> Исходный текст
Рано или поздно дети должны уходить из дома. Это все понимают и всегда понимали, и Вырин, и даже во времена библейского блудного сына.
Вот она, первая картинка истории блудного сына: «…почтенный старик в колпаке и шлафроке отпускает беспокойного юношу, который поспешно принимает его благословение и мешок с деньгами». Картинки развешены в обители смотрителя. Рассказчик описывает их. Итак, отец благословляет уходящего сына — хотя ничего такого в библейском тексте нет, Пушкин не случайно приводит этот вариант — обычного ухода, еще не вызывающего протеста отца. Все начинается потом, когда сын пропадает. Он пропадает для отца, для праведной жизни, на которую его благословил отец.
Рассказчик рассматривает картинки, под ними «приличные немецкие стихи» с нескрываемой иронией. Беспокойный юноша промотал состояние, пошел пасти свиней в рубище и «треугольной шляпе» (!). Евангельская притча опошляется обывательским стремлением из всего извлекать мораль, пользу, назидание. Существо ее ускользает, ловко подменяется осуждением развратной жизни, где обязательно бесстыдные женщины, ложные друзья. Нужен гений Рембрандта, чтобы в одной сцене раскрыть смысл притчи. Картина «Возвращение блудного сына», где отец как бы на ощупь, сквозь рубище убеждается, что пропавший сын его не мертв, вот он стоит на коленях, склоняясь перед ним, руки отца и опираются, и отдыхают, и прощают, и радуются, его улыбка, вернее начало улыбки — от еще робкого чувства обретения, отцовского блаженства.
Много лет я приходил в Эрмитаж к этой картине, сперва сыном, затем отцом, и ныне, понимая, как мне кажется, отцовские чувства, я вновь становился сыном. Мы все блудные сыновья, которые возвращаются к родителям, но часто слишком поздно.
На картине глаза у отца закрыты. Иногда кажется, что он слепой. Некоторые экскурсоводы объясняют, что отец ослеп от горя, выплакал свои глаза. В евангельской притче этого нет, там отец увидел сына издали и побежал к нему. Как на самом деле у Рембрандта, неизвестно. Картина, как всякое великое произведение, имеет свою неразгаданность. Рембрандт передает историю блудного сына через его возвращение, возвращение сына — через отца, пережитое горе — через радость, скитания сына — через его босую ступню. В картине, как и в притче, главное — отец. «Ибо этот сын мой был мертв и ожил, пропадал и нашелся», — повторяет отец в библейской притче.
VIIIСамсон Вырин не проклинал дочь. Так же как и Минского. В рассказе его нет ненависти к Минскому, и когда Вырину советуют жаловаться на ротмистра, он, подумав, отказывается. Потому что не в притязаниях к Минскому тут дело. Тут дело скорее в претензиях к дочери. А на нее кому пожалуешься? Никому и не расскажешь о ее предательстве. Беда же из бед в том, что Дуня лишила возможности жалеть ее. Ели бы она была обманутой, если б Минский бросил ее и мела бы она улицу «вместе с голью кабацкой», то и помочь ей мог бы отец, и пожалеть, а тут и это отнято. Не осталось ничего, и чувства его выражают себя в противоречивой невнятице слов, которая может запутать.

(Элементы данных)
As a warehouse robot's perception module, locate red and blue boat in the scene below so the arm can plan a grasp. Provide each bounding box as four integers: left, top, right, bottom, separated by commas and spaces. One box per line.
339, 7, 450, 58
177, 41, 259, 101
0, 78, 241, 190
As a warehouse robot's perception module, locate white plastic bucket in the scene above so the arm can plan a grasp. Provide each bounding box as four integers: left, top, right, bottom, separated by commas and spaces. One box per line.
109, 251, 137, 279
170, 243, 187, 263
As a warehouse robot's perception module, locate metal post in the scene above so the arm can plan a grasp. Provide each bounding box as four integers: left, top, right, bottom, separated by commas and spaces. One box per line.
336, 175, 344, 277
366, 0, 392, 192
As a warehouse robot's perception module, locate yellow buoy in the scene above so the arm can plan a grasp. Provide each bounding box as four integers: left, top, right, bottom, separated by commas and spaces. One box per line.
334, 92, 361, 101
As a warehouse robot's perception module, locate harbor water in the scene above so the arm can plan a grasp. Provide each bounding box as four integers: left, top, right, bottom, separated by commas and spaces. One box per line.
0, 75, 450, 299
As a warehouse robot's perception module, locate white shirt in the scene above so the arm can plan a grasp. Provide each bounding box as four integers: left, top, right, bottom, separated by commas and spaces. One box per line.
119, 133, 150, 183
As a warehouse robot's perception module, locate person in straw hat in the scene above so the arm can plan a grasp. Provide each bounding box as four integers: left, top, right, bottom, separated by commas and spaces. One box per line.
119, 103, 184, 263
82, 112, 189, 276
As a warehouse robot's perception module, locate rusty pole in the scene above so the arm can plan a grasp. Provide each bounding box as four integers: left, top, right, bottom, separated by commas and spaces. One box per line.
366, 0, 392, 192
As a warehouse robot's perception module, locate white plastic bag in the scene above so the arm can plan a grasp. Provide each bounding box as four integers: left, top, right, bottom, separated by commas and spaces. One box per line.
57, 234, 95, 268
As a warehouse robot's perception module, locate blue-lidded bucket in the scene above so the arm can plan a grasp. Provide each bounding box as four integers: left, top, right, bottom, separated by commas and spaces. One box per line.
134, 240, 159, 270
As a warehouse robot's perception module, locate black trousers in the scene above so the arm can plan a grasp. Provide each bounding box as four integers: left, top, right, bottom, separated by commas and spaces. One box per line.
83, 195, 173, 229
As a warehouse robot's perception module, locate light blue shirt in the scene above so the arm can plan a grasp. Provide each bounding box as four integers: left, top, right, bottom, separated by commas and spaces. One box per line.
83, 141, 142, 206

> Задания
**A)** Перечислите все пары «что — через что», которыми, по тексту о блудном сыне, Рембрандт передает историю на картине.
**B)** Пожалуйста, напишите продолжение текста о блудном сыне, начиная сразу после его последнего предложения.

> Ответы по заданиям
**A)**
- историю блудного сына — через его возвращение
- возвращение сына — через отца
- пережитое горе — через радость
- скитания сына — через его босую ступню

**B)**
Никак не собираясь отвергать, принижать социальные мотивы в истории станционного смотрителя, я хочу лишь обратить внимание на общечеловеческую трагедию семейных отношений, которая так сильно потрясает в повести. Незачем укладывать ее в жесткое прокрустово ложе сословного конфликта, когда содержание ее и больше, и противоречивее. Точно описывая поступки героев, повесть заставляет нас искать мотивы этих поступков. Но как только начать сводить мотивы к чему-то одному, живой человек ускользает, оставляя пустую форму, чучело, которому можно придать любую позу.
Определения этих мотивов будут субъективны и привязаны к своему времени. Отцовское же чувство, думается, то, что поднимает эту повесть над временем, оно отчасти той же природы, что и муки короля Лира, оставленного, преданного своими дочерьми. Смятение в душе Лира доходит до физических страданий, так же как и у бедного смотрителя почтовой станции. И монарха, и маленького чиновника одинаково гложут и сокрушают муки отвергнутой родительской любви, неблагодарности, ненужности для любимых детей, уязвленное самолюбие. Бесправнейшему, огражденному «своим чином токмо от побоев и то не всегда» чиновнику четырнадцатого класса, оказывается, ведомы те же наивысшие чувства любви, достоинства, что и королю Лиру, та же трагедия страстей.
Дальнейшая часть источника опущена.